[Stored data entries]
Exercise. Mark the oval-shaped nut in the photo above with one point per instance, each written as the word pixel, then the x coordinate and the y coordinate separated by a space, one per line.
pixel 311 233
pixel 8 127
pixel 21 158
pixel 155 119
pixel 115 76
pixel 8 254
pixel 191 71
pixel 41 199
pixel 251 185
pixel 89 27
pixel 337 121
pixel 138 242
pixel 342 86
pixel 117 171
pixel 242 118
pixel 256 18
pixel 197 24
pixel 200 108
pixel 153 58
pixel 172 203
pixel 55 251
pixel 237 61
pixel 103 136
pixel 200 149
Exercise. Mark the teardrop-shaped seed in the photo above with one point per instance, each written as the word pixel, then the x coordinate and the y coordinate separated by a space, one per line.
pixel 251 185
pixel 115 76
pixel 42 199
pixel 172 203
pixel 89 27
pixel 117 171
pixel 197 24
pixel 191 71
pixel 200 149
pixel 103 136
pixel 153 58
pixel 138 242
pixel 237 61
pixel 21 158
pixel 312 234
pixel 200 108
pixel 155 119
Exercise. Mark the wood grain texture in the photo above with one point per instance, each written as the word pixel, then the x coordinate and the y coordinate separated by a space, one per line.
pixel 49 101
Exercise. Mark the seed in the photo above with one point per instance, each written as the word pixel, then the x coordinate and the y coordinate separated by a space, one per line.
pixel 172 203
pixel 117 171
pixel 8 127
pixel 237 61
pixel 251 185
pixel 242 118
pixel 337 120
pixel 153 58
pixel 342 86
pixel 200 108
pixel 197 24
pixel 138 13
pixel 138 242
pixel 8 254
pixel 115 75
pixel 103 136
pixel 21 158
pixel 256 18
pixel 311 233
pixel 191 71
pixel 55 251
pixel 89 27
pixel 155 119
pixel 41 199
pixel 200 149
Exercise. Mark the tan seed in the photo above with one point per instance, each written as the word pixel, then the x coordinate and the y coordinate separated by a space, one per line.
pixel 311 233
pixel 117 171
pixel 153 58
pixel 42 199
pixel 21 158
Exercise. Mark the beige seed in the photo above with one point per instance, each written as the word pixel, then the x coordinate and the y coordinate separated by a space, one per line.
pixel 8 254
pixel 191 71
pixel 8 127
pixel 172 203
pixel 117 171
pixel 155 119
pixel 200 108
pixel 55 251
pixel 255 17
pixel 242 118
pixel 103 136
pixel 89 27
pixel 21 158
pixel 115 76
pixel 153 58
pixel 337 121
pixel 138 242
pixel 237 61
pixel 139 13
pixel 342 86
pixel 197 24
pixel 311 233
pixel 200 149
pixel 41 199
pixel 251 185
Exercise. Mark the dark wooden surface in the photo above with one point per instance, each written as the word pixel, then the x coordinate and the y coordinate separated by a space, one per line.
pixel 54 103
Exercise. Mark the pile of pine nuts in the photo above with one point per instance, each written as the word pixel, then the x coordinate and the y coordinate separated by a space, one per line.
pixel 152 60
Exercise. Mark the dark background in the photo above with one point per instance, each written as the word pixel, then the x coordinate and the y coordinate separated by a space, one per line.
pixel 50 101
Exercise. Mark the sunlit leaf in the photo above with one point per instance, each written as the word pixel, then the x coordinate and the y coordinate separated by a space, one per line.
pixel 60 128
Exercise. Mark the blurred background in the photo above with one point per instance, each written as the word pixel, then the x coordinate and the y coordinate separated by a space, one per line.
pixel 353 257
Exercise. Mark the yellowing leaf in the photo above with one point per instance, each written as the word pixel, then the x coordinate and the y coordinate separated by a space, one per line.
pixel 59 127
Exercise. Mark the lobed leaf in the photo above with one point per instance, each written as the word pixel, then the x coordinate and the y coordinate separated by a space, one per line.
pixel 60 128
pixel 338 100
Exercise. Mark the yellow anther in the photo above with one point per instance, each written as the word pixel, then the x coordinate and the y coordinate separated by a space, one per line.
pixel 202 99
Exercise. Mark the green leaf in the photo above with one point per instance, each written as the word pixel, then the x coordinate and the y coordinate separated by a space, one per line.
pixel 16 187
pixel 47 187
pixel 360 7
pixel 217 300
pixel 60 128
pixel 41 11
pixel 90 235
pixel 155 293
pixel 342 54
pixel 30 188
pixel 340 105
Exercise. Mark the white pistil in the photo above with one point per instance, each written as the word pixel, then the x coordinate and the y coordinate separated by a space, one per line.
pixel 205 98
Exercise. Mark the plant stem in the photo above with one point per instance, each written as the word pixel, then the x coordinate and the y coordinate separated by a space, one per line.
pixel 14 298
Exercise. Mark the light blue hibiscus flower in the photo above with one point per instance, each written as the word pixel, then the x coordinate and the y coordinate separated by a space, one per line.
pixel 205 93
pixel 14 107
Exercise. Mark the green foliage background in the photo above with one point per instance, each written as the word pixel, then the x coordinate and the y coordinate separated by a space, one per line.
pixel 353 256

Task requirements:
Go through the records and print each one exactly.

Solution for this problem:
Exercise. Mark the oval-shaped nut in the photo above with one point per instance, each written as the word pixel, then the x coordinate and the y coordinate separated by a space, one per line.
pixel 311 233
pixel 8 127
pixel 21 158
pixel 155 119
pixel 115 76
pixel 8 254
pixel 191 71
pixel 41 199
pixel 251 185
pixel 89 27
pixel 337 121
pixel 138 242
pixel 342 86
pixel 117 171
pixel 242 118
pixel 256 18
pixel 197 24
pixel 200 108
pixel 153 58
pixel 172 203
pixel 55 251
pixel 237 61
pixel 103 136
pixel 200 149
Exercise. Mark the teardrop-shaped seed in the photo above with one point per instance, each written as the word pixel, then the x coordinate and the y coordinate separated by a space, one per line.
pixel 251 185
pixel 115 76
pixel 42 199
pixel 172 203
pixel 89 27
pixel 117 171
pixel 197 24
pixel 191 71
pixel 200 149
pixel 103 136
pixel 153 58
pixel 138 242
pixel 237 61
pixel 21 158
pixel 312 234
pixel 200 108
pixel 155 119
Exercise. Mark the wood grain texture in the photo above with one point per instance, each written as the word pixel, then the x coordinate and the y coordinate separated by a space, one per line.
pixel 49 101
Exercise. Mark the seed in the photo above with one point per instance, each written as the word pixel, then the x coordinate and the y coordinate separated by a space, one per line.
pixel 172 203
pixel 117 171
pixel 8 127
pixel 237 61
pixel 251 185
pixel 242 118
pixel 337 120
pixel 153 58
pixel 342 86
pixel 200 108
pixel 197 24
pixel 138 13
pixel 138 242
pixel 8 254
pixel 115 75
pixel 103 136
pixel 21 158
pixel 256 18
pixel 311 233
pixel 191 71
pixel 55 251
pixel 89 27
pixel 155 119
pixel 41 199
pixel 200 149
Exercise. Mark the tan seed in the photo above with one point per instance, each written as the word pixel, then the x coordinate and the y coordinate separated by a space, one per line.
pixel 311 233
pixel 117 171
pixel 153 58
pixel 42 199
pixel 21 158
Exercise. Mark the beige seed in the photo above with one point per instance, each written as the word pixel, then the x coordinate and the y coordinate separated by a space, one per line.
pixel 8 254
pixel 191 71
pixel 8 127
pixel 172 203
pixel 117 171
pixel 155 119
pixel 200 108
pixel 55 251
pixel 255 17
pixel 242 118
pixel 103 136
pixel 89 27
pixel 21 158
pixel 115 76
pixel 153 58
pixel 337 121
pixel 138 242
pixel 237 61
pixel 139 13
pixel 342 86
pixel 197 24
pixel 311 233
pixel 200 149
pixel 41 199
pixel 251 185
Exercise. Mark the dark wooden surface in the photo above with one point per instance, each written as the word pixel, then the x coordinate and the y coordinate separated by a space, one per line.
pixel 54 103
Exercise. Mark the pile of pine nuts in the photo above with one point per instance, each written as the word pixel, then the x coordinate and the y coordinate separated by a space, one per line.
pixel 152 60
Exercise. Mark the dark background in the photo above with one point per instance, each written as the word pixel, then the x coordinate and the y coordinate separated by a space, one per line.
pixel 50 101
Exercise. Mark the sunlit leaf in the photo above with one point per instance, each written as the word pixel, then the x coordinate and the y coordinate separated by a space, one per line.
pixel 60 128
Exercise. Mark the blurred background in the photo above with one point per instance, each written as the word pixel, then the x coordinate and the y coordinate separated by a space, one per line.
pixel 353 257
Exercise. Mark the yellowing leaf in the photo above with one point per instance, each written as the word pixel, then the x coordinate and the y coordinate separated by a space, one per line.
pixel 59 127
Exercise. Mark the lobed leaf in the photo above with one point per instance, each written as the word pixel, then the x coordinate and the y coordinate separated by a space, one per line.
pixel 60 128
pixel 338 100
Exercise. Mark the yellow anther in the photo above with one point per instance, each written as the word pixel, then the x coordinate and the y coordinate separated by a space, one per line.
pixel 202 99
Exercise. Mark the green leaf in the photo above with one point per instance, each written as the word pixel, then the x coordinate and the y coordinate separated by a space, one per line.
pixel 16 187
pixel 47 187
pixel 360 7
pixel 217 300
pixel 60 128
pixel 41 11
pixel 90 235
pixel 155 293
pixel 342 54
pixel 30 188
pixel 340 105
Exercise. Mark the white pistil in the photo above with one point per instance, each written as the word pixel, then the x coordinate and the y coordinate separated by a space, one per line.
pixel 205 98
Exercise. Mark the plant stem in the photo above with one point per instance, each written as the word pixel, then the x coordinate and the y coordinate separated by a space, one per line.
pixel 14 298
Exercise. Mark the light blue hibiscus flower in the photo above with one point per instance, each written as the word pixel, then the x coordinate and the y coordinate separated by a space, one per line.
pixel 205 93
pixel 14 107
Exercise. Mark the green foliage background in the photo above with one point per instance, each written as the word pixel, then the x coordinate and the y coordinate separated by a space, one per line.
pixel 353 256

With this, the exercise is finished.